**Fragmento**
Viernes, 30 de enero de 2015 | Hoy
POLÍTICA DEL SENTIMIENTO / RESENTIMIENTO
Por María Moreno
Oyendo el shofar de moscardón de la voz de Gonzalo Rojas me pregunté alguna vez por qué en Chile los poetas están, de atrás para adelante y de garganta en garganta, de Huidobro a Rokha y de Neruda a Rojas, por orden de aparición pero con ritmo, atados a su voz en cuerpo presente hasta el punto de que la voz de autor, la fónica y la poética se funden indiscernibles en el cuerpo, haciendo a la obra imposible de interpretar por otro sin desfiguración y pérdida de identidad. Entonces pensé en que Pablo de Rockha, en honor a su nombre, tenía un carraspeo ceñudo de piedra vieja y que Neruda gangoseba con la monotonía de un juez de paz o de un burócrata. Pero que en esos rasgos singulares permanecía uno común: un tono de elevación titánica, literal por la presencia de Los Andes, como si todos, a la hora de la poesía, fueran Moisés en la cumbre del Sinaí. Todo un machismo de altura, según la expresión de la poeta Mirtha Rosenberg.

**Consigna**
En el fragmento sobre los poetas chilenos, enumera a los poetas que se mencionan en la serie que comienza con «de Huidobro». Usa solamente el fragmento como fuente.

**Líneas de datos**
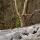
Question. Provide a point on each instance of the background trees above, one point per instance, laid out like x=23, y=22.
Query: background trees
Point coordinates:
x=15, y=13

**Respuesta**
Huidobro, Rokha, Neruda y Rojas.